■ Task prompt:
Reproduce verbatim the lines of the records starting at the line that contains "Target: man in gray suit" and ending with the final line of the records.
**********
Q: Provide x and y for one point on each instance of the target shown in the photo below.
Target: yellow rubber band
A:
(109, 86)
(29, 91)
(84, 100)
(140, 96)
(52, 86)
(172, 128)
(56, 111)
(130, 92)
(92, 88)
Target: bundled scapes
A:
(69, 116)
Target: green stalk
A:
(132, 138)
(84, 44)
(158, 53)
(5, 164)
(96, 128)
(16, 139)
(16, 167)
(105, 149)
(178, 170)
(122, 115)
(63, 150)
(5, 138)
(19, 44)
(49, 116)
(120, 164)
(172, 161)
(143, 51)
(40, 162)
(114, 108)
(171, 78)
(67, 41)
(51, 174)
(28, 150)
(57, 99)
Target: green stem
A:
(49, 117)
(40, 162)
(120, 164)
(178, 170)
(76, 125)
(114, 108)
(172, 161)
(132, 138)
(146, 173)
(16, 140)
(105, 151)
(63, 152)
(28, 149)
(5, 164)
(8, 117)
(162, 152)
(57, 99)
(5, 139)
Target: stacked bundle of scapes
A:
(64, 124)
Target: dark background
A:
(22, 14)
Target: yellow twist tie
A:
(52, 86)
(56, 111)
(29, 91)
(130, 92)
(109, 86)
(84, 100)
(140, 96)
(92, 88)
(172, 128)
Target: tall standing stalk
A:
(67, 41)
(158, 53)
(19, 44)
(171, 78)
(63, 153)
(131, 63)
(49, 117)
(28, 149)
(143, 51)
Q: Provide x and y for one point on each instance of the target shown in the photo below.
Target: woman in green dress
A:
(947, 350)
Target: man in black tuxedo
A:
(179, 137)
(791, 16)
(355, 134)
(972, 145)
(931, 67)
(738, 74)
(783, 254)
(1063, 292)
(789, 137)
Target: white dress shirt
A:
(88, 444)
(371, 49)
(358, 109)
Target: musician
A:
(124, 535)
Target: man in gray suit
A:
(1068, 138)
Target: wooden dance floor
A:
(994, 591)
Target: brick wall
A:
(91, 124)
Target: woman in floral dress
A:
**********
■ Task result:
Target: man in gray suit
A:
(1068, 138)
Target: wooden dance floor
A:
(994, 591)
Target: brick wall
A:
(91, 124)
Target: woman in floral dress
A:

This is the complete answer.